What to produce.
Please copy out every one of the rows below verbatim, leaving out the pictures.
********
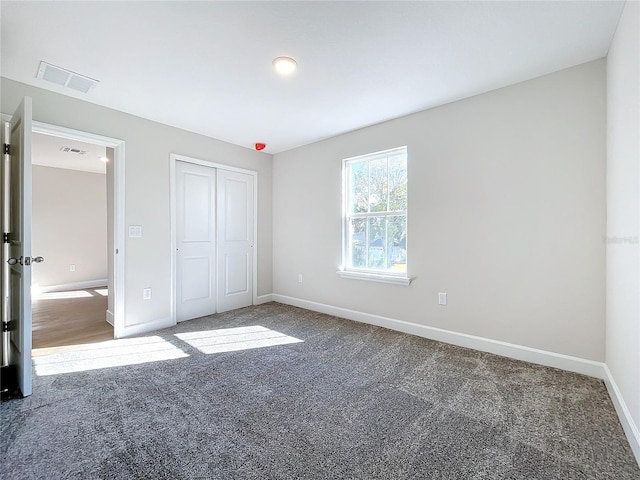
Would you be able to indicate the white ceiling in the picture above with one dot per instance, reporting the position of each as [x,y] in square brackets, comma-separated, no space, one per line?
[47,151]
[206,66]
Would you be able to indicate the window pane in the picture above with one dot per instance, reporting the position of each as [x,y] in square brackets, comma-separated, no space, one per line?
[376,241]
[358,243]
[398,183]
[378,185]
[359,184]
[397,243]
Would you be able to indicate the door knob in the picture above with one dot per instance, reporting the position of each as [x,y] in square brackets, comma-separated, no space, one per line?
[25,260]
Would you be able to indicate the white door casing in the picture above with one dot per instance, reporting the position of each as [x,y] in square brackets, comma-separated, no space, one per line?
[18,136]
[195,240]
[235,240]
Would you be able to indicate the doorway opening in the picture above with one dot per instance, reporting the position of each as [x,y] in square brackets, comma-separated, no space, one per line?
[79,298]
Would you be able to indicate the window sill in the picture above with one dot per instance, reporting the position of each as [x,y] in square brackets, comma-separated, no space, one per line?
********
Response to the task.
Would you be able to indicate the white ceiling in the picture above with one dot per instance, reporting the position of each as [x,y] in square brackets, comma-separated, no space, one per line?
[47,151]
[206,66]
Would you be able to indicate the window pane in the picture above with one dot per instance, reporting the position of each as [x,y] in square brackets, comma-separated, no space, one per line?
[376,241]
[358,243]
[398,183]
[378,185]
[359,184]
[397,243]
Would you be able to indicate the door knob in the picture above with one dot per instance, reporting the position of each as [x,y] in square brackets, comma-separated, no space, one per line?
[25,260]
Would you be able to indicate the white door casing in the picture above with one dot per instance, reporting the position of each as [x,y] in square brackets, comma-separated, no space, one per line?
[18,136]
[195,240]
[235,240]
Would you be able to indicate the doorway opening in the picture above with one dot per instance, reporting the position of each as [x,y] in square brackets, comma-separated, no space, one per line?
[79,298]
Would you be able to indicate the window sill in the picture above with one dot per instance, reporting the position of each as [x,y] in square brackets, comma-separated, no space, one per line?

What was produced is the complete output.